**TASK REQUIREMENTS**
In the records below, rewrite as a numbered list the lines from the one containing "# target: paved road" through the one containing "Give the mask of every instance of the paved", both included, omitting blank lines.

++++++++

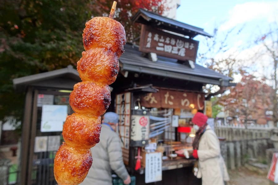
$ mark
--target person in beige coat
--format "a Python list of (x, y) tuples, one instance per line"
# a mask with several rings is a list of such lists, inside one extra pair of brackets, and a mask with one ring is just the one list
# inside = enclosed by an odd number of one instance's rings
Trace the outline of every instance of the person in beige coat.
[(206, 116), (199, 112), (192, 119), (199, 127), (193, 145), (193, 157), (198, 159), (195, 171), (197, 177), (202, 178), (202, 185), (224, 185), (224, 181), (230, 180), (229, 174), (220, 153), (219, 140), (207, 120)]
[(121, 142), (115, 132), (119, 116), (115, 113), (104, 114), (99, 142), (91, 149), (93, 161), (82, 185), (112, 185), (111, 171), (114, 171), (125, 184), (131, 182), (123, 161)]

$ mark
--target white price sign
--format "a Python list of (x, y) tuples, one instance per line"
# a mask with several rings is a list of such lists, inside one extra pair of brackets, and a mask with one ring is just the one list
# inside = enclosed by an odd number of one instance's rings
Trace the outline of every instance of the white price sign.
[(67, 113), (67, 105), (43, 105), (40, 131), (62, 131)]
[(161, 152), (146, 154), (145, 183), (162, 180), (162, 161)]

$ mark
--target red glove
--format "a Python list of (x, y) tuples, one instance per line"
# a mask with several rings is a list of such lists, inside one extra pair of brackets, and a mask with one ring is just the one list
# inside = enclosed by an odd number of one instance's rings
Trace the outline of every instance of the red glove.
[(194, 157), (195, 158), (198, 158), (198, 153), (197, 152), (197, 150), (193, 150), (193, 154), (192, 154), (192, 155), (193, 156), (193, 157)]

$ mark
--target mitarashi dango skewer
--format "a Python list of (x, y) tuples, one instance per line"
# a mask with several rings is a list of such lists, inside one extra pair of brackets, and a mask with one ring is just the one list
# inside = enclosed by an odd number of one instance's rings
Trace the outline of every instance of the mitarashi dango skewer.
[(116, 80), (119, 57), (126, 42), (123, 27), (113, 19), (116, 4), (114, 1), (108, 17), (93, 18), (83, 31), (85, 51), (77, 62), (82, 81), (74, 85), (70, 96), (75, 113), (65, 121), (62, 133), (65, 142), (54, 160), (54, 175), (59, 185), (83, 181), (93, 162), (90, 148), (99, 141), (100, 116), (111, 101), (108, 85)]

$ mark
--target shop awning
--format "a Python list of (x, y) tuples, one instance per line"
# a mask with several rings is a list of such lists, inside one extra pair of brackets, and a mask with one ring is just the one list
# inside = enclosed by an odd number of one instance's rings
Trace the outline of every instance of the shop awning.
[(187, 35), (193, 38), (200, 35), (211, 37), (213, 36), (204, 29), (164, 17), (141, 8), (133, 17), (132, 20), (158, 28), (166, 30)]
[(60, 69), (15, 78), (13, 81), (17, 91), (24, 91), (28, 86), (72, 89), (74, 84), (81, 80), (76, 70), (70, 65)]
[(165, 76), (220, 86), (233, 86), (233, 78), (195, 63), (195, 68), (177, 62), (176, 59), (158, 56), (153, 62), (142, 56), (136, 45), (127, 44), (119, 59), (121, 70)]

++++++++

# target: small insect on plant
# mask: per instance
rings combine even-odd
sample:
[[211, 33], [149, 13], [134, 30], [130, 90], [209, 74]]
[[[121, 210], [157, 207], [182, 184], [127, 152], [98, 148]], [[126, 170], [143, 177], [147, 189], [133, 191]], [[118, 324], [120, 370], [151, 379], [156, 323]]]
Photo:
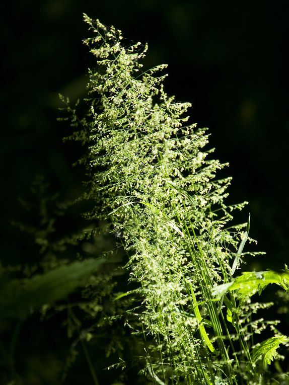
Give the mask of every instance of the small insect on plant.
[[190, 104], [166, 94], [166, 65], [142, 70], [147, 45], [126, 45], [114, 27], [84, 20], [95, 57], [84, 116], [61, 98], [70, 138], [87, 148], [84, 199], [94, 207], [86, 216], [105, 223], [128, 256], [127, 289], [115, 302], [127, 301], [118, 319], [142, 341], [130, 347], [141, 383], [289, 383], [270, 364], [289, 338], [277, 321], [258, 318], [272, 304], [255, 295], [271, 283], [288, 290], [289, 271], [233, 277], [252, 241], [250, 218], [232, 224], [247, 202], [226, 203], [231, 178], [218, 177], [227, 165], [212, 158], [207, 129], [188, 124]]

++++++++

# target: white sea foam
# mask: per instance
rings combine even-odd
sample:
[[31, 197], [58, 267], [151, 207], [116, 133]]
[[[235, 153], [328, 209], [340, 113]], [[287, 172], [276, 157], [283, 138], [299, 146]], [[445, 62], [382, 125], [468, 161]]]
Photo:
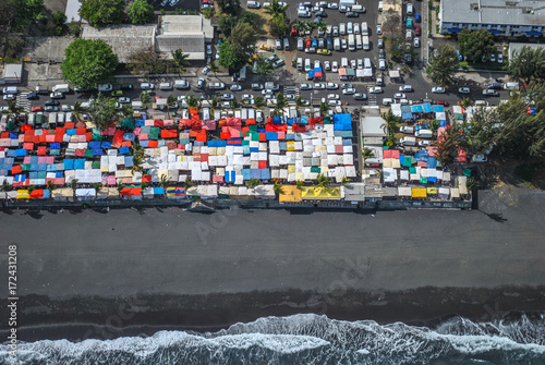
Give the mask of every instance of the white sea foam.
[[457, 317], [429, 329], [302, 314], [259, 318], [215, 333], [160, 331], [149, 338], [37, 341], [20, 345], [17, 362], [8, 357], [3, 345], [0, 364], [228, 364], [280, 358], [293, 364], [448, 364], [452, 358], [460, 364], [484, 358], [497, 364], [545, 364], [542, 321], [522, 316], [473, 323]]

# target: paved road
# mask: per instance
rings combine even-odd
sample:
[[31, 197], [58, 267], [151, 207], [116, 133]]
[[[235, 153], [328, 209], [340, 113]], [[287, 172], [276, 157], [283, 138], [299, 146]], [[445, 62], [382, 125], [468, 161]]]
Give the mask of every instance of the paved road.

++++++++

**OUTPUT OF THE TASK**
1. # target: paved road
2. # mask: per instance
3. rings combine even-odd
4. sample:
5. [[31, 197], [58, 267], [151, 207], [116, 133]]
6. [[[235, 153], [328, 209], [340, 113]], [[287, 172], [276, 157], [283, 138], [299, 146]], [[445, 62], [382, 125], [468, 161]]]
7. Give the mask of every instance of the paved road.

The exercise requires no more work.